Please report how many lines in the items below contain the string "mirror", treating uppercase and lowercase as different. Give only the number.

Stored items from a collection:
>>

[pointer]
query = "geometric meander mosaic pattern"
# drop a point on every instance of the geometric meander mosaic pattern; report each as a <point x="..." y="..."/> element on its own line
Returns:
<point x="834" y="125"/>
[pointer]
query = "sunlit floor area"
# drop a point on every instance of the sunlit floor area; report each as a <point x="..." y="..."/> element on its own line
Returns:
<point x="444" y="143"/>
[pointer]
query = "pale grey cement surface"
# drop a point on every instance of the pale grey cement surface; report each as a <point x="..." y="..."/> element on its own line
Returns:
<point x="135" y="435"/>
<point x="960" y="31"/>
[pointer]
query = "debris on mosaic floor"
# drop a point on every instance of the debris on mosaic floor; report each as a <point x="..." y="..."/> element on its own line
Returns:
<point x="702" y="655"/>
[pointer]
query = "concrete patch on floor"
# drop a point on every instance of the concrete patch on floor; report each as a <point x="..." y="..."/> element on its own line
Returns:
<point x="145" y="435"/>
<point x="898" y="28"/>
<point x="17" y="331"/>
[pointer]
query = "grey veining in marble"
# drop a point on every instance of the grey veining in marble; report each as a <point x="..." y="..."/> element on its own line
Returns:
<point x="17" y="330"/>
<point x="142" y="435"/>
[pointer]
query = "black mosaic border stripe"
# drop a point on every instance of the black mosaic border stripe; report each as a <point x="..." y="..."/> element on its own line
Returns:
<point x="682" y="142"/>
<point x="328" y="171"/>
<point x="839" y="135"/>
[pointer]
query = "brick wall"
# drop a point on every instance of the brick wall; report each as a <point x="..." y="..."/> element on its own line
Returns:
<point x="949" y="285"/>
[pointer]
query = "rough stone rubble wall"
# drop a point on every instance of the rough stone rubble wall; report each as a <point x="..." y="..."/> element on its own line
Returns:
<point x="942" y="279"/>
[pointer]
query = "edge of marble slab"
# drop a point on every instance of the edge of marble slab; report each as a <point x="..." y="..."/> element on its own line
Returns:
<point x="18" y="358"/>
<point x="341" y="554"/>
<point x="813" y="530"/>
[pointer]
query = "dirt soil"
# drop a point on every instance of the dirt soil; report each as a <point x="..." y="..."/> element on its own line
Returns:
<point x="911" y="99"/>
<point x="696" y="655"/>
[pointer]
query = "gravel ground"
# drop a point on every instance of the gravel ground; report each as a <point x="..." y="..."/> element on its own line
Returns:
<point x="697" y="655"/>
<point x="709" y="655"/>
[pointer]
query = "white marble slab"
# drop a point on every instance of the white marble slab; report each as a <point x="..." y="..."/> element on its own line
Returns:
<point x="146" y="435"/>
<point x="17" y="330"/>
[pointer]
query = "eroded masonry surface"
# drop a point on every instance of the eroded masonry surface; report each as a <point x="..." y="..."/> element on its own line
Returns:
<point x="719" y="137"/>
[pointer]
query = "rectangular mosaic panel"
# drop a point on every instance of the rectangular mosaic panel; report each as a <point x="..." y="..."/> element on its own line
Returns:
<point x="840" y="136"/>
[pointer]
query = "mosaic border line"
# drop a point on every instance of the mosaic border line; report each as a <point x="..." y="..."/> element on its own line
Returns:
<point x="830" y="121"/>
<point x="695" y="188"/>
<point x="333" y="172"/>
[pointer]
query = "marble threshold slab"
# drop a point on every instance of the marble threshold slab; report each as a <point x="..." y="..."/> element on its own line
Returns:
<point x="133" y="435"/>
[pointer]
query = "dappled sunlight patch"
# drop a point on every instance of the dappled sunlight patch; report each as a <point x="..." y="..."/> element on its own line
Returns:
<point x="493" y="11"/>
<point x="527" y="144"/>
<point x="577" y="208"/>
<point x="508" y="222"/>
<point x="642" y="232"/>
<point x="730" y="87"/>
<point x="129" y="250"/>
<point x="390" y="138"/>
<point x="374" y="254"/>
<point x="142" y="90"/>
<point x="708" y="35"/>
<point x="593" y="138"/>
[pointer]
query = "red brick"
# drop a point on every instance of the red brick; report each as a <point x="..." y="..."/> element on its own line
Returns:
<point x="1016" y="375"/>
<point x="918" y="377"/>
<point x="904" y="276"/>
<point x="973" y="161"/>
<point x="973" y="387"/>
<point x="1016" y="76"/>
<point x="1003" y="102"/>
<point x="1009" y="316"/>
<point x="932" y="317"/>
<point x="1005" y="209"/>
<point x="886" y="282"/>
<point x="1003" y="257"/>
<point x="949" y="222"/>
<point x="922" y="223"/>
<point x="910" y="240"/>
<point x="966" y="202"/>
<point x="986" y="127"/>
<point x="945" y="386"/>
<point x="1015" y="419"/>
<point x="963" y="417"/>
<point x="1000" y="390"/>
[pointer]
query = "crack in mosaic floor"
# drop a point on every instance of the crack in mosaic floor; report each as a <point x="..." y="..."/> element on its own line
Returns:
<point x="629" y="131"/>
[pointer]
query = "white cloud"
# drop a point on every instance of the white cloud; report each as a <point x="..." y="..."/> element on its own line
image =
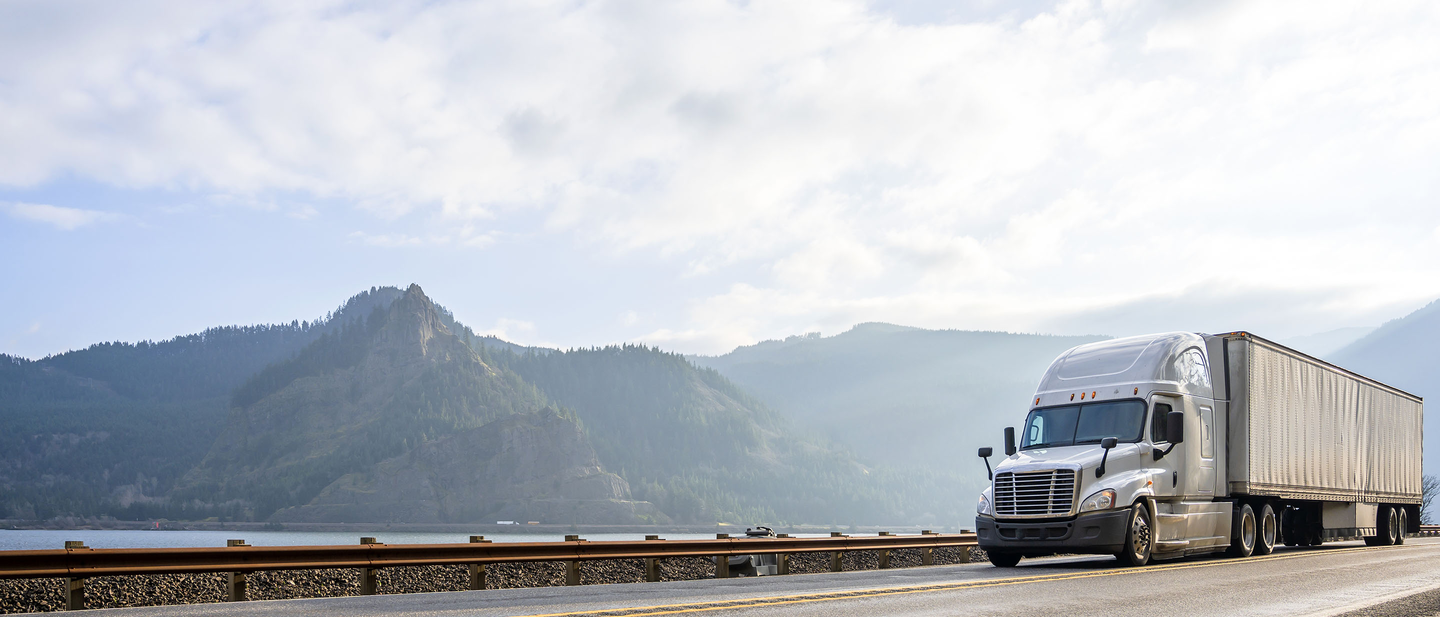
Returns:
<point x="389" y="240"/>
<point x="802" y="165"/>
<point x="59" y="216"/>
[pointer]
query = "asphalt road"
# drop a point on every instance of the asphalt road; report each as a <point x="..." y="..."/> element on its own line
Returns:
<point x="1332" y="580"/>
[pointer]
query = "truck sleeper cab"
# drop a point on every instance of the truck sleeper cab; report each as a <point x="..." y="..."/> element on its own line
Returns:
<point x="1175" y="444"/>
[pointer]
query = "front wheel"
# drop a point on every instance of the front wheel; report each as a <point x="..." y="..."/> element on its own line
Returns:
<point x="1139" y="536"/>
<point x="1002" y="560"/>
<point x="1243" y="532"/>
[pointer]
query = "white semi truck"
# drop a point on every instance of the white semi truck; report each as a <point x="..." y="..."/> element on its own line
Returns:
<point x="1164" y="446"/>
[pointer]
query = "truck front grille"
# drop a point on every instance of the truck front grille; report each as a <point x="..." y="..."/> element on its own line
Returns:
<point x="1034" y="493"/>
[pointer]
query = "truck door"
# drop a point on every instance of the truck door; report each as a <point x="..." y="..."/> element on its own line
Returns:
<point x="1168" y="480"/>
<point x="1206" y="483"/>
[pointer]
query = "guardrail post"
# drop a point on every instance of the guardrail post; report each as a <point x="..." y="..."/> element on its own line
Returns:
<point x="367" y="575"/>
<point x="572" y="568"/>
<point x="782" y="560"/>
<point x="235" y="581"/>
<point x="477" y="571"/>
<point x="74" y="587"/>
<point x="722" y="561"/>
<point x="651" y="564"/>
<point x="74" y="594"/>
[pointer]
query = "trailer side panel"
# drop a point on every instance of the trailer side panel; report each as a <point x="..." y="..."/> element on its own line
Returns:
<point x="1301" y="428"/>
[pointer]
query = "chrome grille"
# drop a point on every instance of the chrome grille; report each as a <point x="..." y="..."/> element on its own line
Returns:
<point x="1034" y="493"/>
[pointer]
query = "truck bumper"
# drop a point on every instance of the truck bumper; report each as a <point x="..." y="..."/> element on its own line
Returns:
<point x="1095" y="532"/>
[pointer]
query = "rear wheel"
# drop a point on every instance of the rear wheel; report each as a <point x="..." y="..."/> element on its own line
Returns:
<point x="1266" y="531"/>
<point x="1243" y="532"/>
<point x="1387" y="526"/>
<point x="1139" y="538"/>
<point x="1002" y="560"/>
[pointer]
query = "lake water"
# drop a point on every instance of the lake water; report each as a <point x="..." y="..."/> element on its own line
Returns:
<point x="36" y="539"/>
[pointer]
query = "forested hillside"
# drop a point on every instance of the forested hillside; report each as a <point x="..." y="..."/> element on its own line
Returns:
<point x="108" y="430"/>
<point x="350" y="415"/>
<point x="902" y="397"/>
<point x="699" y="447"/>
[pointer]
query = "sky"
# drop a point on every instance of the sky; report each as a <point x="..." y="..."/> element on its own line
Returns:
<point x="704" y="175"/>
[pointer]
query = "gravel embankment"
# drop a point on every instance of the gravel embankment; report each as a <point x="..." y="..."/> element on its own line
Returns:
<point x="46" y="594"/>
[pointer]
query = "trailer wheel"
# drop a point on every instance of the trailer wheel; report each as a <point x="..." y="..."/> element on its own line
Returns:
<point x="1002" y="560"/>
<point x="1387" y="526"/>
<point x="1243" y="532"/>
<point x="1139" y="536"/>
<point x="1266" y="531"/>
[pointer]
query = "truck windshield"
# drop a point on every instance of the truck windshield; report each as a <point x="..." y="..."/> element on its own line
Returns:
<point x="1085" y="424"/>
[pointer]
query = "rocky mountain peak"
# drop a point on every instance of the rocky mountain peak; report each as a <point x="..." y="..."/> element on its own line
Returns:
<point x="411" y="325"/>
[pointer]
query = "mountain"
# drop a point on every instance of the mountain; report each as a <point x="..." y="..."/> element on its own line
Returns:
<point x="530" y="466"/>
<point x="372" y="389"/>
<point x="902" y="395"/>
<point x="1403" y="353"/>
<point x="702" y="449"/>
<point x="390" y="410"/>
<point x="1325" y="343"/>
<point x="108" y="430"/>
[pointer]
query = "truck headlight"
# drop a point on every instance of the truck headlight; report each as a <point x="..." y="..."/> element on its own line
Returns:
<point x="1102" y="500"/>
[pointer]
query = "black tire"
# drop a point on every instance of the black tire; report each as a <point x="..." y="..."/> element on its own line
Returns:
<point x="1387" y="526"/>
<point x="1266" y="531"/>
<point x="1139" y="536"/>
<point x="1002" y="560"/>
<point x="1243" y="532"/>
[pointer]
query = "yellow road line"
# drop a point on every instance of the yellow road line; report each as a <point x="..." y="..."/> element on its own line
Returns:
<point x="882" y="591"/>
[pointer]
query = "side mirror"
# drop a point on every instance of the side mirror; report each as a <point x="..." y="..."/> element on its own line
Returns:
<point x="1106" y="443"/>
<point x="1175" y="427"/>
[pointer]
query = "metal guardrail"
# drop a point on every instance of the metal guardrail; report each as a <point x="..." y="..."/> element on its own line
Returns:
<point x="75" y="562"/>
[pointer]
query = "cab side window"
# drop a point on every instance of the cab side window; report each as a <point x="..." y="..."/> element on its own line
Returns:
<point x="1158" y="421"/>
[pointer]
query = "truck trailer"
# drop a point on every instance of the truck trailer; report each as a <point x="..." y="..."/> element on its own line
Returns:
<point x="1164" y="446"/>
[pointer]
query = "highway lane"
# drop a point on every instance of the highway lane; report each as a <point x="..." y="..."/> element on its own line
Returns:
<point x="1328" y="580"/>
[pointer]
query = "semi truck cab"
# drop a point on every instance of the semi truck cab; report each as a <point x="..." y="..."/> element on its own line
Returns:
<point x="1125" y="451"/>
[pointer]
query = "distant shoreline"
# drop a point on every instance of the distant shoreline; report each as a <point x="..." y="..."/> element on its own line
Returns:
<point x="68" y="524"/>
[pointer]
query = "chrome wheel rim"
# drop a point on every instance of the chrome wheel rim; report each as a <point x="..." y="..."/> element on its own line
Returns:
<point x="1141" y="535"/>
<point x="1247" y="531"/>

<<

Result of the exercise:
2